[Tasks to carry out]
1: From the Hostmore article, copy the text between "Hostmore said its" and "more than $40m.", inclusive.
2: Please rewrite the paragraph of the Hostmore article that begins "Hostmore announced plans to acquire" as a short bulleted list that keeps its main facts.

[Exercise passage]
• • • •

Shares in the UK operator of cocktail bar chain TGI Fridays closed down nearly 20% after its plans for a major acquisition in the US were delayed and the firm announced it was working with advisers on other options to "secure value" for the business, should the deal not go ahead.

The delay emerged as Hostmore revealed plans to sell properties and introduce a franchise model to free up capital.

Hostmore announced plans to acquire US-themed casual dining brand TGI Fridays from its New York-based private equity owner,  TriArtisan Capital Advisors, for nearly £180 million in April. The reverse takeover would see shareholders in Hostmore, which has around 90 outlets in the UK, hold 36% of the enlarged company, with TGI Fridays’ investors holding 64%. The proposed deal valued TGI Fridays at £177m.

However, Hostmore said yesterday that the deal would not now complete by the end of quarter three this year as previously announced.

READ MORE: UK hospitality firm swoops for TGI Fridays

Hostmore previously said completion of a refinancing of the combined group had been a prerequisite to entering into binding terms for the acquisition. But it noted yesterday that by selling its stores and moving to a “capital light” franchise model, the ongoing funding requirements of the combined group will be “significantly reduced and, therefore, a new long-term debt financing package is no longer the preferred outcome.

“Instead, the parties are in discussions with their lenders and other stakeholders to repay or reduce existing indebtedness using proceeds from the sale of corporate stores and/ or new facilities from related parties,” the company said in a statement to the stock market.

Hostmore said its new structure would involve TGI Fridays’ 92 existing corporate stores and its 87 UK outlets being sold to existing or new franchisees, who would then operate the venues and pay a royalty to the combined group. It noted that the transition has started, with TGI Fridays having entered into agreements a “substantial proportion” of its stores for more than $40m.

However, it said the shift to the new plan would have a knock-on effect on the timescale of the acquisition.

“This revised business model and financing structure, while ultimately more cost-effective and accretive to shareholder value, involves a longer timeline than the third-party refinancing process that had been commenced earlier in the year,” Hostmore said.

• • • •

(Phrase grounding rows)
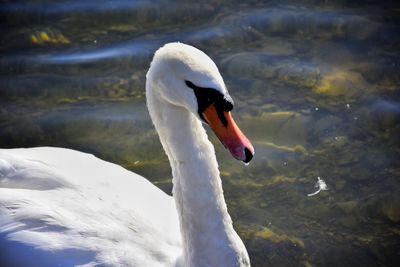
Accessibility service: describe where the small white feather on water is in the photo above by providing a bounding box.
[307,176,328,197]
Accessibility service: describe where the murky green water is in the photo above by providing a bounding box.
[0,0,400,267]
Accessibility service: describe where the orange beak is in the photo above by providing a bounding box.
[203,104,254,163]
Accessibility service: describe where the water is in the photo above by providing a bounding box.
[0,0,400,267]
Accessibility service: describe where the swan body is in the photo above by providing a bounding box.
[0,43,254,267]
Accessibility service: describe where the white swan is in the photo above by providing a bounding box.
[0,43,254,267]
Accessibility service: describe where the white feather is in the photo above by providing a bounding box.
[0,43,250,267]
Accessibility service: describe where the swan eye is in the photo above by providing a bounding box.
[185,81,234,113]
[185,81,233,127]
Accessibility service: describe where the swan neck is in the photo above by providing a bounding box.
[147,86,248,266]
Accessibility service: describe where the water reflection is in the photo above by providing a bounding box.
[0,1,400,266]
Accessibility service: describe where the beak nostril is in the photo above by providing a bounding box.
[243,147,253,163]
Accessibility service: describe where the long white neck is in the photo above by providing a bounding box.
[146,85,250,267]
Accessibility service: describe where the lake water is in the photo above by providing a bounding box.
[0,0,400,267]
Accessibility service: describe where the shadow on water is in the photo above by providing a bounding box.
[0,1,400,267]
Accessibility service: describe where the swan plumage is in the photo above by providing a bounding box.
[0,43,254,267]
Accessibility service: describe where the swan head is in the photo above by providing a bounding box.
[147,42,254,163]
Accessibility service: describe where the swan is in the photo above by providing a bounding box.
[0,42,254,267]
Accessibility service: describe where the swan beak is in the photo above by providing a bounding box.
[203,104,254,163]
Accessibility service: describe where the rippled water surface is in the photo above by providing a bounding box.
[0,0,400,267]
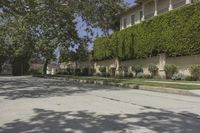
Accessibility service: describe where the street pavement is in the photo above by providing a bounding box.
[0,76,200,133]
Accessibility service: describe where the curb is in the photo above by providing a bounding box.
[33,76,200,97]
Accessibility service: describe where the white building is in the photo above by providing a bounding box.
[120,0,200,30]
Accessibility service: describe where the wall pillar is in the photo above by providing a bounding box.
[185,0,192,4]
[115,58,120,76]
[158,54,167,78]
[169,0,173,11]
[154,0,158,16]
[142,3,145,21]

• • • •

[Task-by-task outputs]
1:
Hostmore said its new structure would involve TGI Fridays’ 92 existing corporate stores and its 87 UK outlets being sold to existing or new franchisees, who would then operate the venues and pay a royalty to the combined group. It noted that the transition has started, with TGI Fridays having entered into agreements a “substantial proportion” of its stores for more than $40m.

2:
- In April, Hostmore announced plans to acquire the US-themed casual dining brand TGI Fridays for nearly £180 million.
- The seller is TGI Fridays' New York-based private equity owner, TriArtisan Capital Advisors.
- The deal is a reverse takeover. Hostmore shareholders would hold 36% of the enlarged company, and TGI Fridays' investors would hold 64%.
- Hostmore has around 90 UK outlets.
- The proposed deal valued TGI Fridays at £177m.